EXCERPTED PASSAGE section start
What? "Scooter" Libby?
Should be indicted, all right
Get a big boy name

And this Zen-like verse came from Bill Cavanaugh in St. Paul, MN, where voters just threw out a Democratic mayor who endorsed Bush in 2004:

What is the sound – hey,
asshole, I’m talking to you!
– of one hand clapping?

From Tacoma, WA, John Lear sent a response to the “Hoosier Haikus” article:

Very fine and fun!
But oh the year behind us,
and the three to come!

How to face it all,
When everything's jodido?
Write on, friend, write on!

Mary Panke of Arlington, VA did, too:

Inches of your words
multiplied digitally
make new neighborhoods.

This week as I mulled over the poetic possibilities of the world around us, one thing was abundantly clear. It would take only a few added syllables to turn a protester’s sign, spied at a recent anti-Bush demonstration, into the most sublime haiku:

Would someone please just
give this guy a blowjob so
we can impeach him?
EXCERPTED PASSAGE section end
INFORMATION SUPPLIED section start
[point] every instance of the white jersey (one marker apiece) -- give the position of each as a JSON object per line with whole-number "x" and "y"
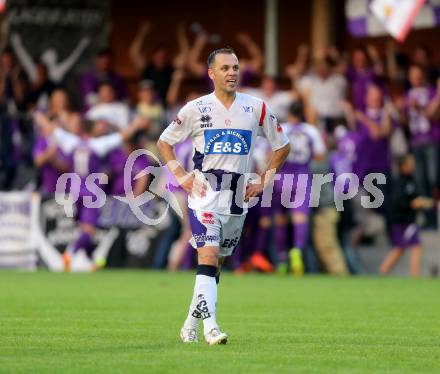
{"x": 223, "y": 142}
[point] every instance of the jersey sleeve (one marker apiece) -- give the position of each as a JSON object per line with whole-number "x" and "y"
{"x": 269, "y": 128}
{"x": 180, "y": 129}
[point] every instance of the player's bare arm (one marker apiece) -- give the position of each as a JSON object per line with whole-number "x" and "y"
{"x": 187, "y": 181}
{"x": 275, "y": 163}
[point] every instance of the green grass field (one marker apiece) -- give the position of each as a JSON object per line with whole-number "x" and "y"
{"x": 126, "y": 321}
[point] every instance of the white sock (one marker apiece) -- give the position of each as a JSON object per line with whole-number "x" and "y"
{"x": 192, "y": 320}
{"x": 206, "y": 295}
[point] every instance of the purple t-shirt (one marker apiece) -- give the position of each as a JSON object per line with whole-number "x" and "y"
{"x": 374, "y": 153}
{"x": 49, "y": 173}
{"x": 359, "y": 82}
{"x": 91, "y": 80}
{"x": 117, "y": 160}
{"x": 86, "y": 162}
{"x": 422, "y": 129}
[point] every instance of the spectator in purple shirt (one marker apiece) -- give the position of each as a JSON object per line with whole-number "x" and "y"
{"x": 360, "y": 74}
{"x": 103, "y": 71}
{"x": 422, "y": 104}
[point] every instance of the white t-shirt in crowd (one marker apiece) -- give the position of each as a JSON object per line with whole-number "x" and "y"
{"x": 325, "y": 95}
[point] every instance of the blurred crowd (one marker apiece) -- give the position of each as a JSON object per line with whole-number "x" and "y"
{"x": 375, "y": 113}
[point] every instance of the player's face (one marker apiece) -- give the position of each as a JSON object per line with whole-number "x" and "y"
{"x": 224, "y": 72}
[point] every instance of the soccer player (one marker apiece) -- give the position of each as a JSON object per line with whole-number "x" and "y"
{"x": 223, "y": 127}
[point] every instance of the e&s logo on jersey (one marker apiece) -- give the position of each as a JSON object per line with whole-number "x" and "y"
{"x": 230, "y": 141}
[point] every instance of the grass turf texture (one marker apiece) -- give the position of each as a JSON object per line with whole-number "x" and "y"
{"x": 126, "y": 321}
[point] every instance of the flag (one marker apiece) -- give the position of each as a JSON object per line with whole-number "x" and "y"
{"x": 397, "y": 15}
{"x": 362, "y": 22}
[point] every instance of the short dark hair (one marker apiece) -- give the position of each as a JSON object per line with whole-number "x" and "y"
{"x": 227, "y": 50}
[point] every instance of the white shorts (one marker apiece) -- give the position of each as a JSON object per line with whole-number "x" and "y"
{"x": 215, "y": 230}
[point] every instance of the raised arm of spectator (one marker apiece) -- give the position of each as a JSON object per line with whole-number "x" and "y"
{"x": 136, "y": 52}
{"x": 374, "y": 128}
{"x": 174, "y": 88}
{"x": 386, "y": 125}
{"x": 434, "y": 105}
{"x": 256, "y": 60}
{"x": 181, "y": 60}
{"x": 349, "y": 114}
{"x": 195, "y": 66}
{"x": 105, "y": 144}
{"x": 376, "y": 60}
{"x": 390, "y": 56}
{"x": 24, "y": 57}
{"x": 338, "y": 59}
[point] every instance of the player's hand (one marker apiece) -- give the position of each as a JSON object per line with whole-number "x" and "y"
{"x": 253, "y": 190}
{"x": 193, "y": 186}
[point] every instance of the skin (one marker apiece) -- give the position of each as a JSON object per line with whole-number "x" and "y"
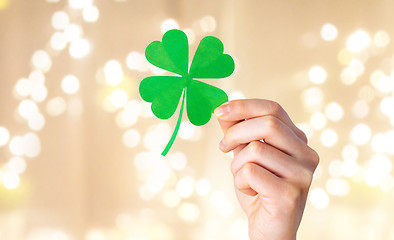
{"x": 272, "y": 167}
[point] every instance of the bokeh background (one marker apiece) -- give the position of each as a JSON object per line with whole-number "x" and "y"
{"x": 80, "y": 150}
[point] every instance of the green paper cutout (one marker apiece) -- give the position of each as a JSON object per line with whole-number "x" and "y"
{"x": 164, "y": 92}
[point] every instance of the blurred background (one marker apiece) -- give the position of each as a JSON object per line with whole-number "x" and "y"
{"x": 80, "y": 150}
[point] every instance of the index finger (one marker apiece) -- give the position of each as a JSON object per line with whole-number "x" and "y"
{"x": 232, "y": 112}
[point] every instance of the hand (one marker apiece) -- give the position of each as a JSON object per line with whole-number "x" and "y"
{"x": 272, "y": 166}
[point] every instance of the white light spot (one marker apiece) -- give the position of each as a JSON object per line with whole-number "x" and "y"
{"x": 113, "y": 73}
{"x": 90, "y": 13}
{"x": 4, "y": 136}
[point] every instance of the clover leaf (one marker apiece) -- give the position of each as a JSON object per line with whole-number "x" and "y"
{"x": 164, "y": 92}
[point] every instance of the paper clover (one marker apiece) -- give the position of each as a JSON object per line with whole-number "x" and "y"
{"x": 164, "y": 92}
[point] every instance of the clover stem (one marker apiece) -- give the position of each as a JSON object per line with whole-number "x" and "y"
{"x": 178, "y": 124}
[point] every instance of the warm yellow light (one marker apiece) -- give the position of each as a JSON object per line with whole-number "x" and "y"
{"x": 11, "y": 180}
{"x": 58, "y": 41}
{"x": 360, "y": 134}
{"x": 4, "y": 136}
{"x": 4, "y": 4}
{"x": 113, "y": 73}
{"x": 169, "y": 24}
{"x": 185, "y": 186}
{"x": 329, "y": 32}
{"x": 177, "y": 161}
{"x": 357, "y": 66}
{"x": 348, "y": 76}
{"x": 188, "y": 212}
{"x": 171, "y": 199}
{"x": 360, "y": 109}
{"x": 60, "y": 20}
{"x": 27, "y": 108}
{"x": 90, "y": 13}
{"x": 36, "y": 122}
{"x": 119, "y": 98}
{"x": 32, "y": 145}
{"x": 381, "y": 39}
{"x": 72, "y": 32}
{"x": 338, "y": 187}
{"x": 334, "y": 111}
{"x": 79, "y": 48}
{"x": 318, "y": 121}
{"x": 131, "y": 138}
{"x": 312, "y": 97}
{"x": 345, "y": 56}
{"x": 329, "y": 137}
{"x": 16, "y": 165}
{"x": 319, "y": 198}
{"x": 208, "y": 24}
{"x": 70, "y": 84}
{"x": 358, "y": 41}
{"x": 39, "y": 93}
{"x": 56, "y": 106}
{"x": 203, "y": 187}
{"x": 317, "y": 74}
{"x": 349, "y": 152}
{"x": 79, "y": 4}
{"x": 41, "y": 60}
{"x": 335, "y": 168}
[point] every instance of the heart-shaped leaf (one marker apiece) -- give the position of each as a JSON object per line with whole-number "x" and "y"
INFORMATION SUPPLIED section end
INFORMATION SUPPLIED section start
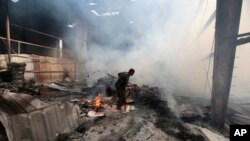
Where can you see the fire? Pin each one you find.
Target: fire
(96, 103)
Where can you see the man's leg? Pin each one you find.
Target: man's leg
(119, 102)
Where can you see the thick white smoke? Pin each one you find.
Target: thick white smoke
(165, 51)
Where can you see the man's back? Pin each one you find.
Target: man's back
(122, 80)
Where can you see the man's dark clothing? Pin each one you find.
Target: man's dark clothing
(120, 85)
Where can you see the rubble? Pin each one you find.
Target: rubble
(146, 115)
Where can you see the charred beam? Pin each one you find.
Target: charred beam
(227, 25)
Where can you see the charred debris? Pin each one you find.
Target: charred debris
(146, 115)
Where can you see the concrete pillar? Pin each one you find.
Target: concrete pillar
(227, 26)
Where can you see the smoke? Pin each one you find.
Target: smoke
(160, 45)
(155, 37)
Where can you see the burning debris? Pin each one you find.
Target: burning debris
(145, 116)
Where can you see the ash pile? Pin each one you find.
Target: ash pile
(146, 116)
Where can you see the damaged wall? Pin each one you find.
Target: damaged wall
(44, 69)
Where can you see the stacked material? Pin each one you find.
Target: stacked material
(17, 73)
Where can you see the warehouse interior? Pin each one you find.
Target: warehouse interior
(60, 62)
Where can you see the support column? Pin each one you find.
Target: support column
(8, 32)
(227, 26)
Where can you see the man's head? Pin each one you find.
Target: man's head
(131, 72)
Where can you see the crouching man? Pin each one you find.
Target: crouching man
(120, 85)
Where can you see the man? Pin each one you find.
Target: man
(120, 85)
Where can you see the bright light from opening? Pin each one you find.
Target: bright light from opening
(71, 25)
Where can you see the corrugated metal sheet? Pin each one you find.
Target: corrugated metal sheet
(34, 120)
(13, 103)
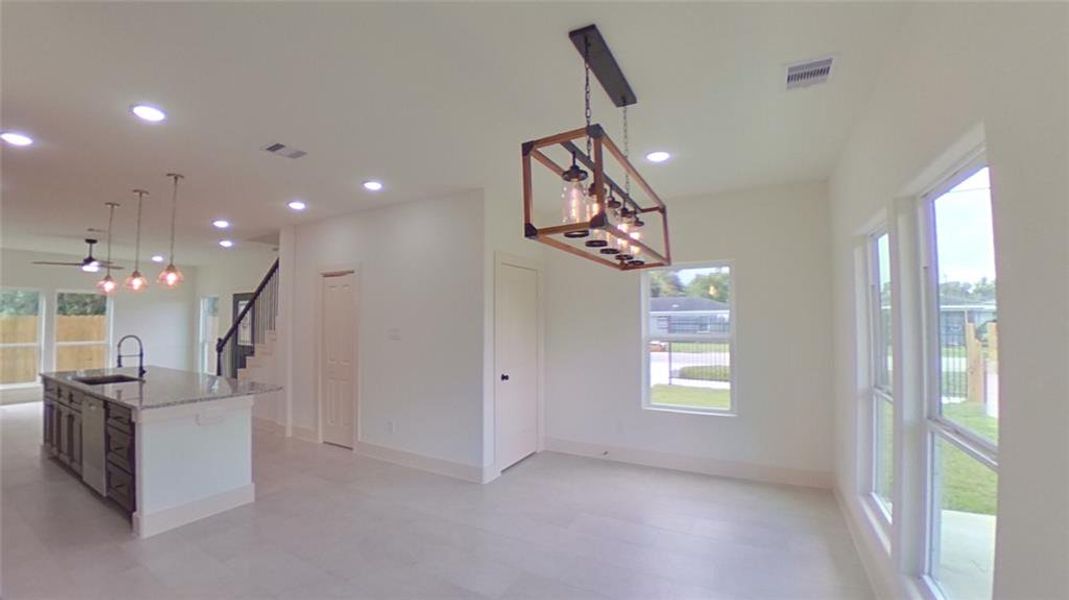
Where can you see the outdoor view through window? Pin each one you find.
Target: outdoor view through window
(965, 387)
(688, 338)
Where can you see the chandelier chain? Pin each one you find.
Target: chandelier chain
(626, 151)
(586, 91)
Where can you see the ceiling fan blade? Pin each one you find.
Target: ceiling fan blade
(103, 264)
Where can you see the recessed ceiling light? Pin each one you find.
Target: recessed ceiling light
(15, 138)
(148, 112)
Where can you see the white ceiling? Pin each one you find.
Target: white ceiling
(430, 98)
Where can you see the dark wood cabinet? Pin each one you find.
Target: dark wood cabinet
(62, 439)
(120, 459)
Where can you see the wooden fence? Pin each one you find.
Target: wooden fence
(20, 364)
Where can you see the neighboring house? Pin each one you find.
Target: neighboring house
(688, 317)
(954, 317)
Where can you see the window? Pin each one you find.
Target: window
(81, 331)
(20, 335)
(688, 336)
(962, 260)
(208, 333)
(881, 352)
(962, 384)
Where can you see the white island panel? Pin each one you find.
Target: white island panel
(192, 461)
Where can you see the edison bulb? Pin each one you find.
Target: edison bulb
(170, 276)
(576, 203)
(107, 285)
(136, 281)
INFORMATION SUPPLIED section end
### TASK SET:
**A)** Why does the haiku excerpt say the protester's sign could become a haiku? Answer in one to three sentences.
**B)** In the haiku excerpt, which article did John Lear send a response to?
**C)** Who are all the people in the haiku excerpt who sent in verses, and where is each from?
Rely only on the haiku excerpt for your answers.

### RESPONSES BY TASK:
**A)** The sign was seen at a recent anti-Bush demonstration. The writer says it would take only a few added syllables to turn it into a haiku.

**B)** The "Hoosier Haikus" article.

**C)**
- Bill Cavanaugh, St. Paul, MN
- John Lear, Tacoma, WA
- Mary Panke, Arlington, VA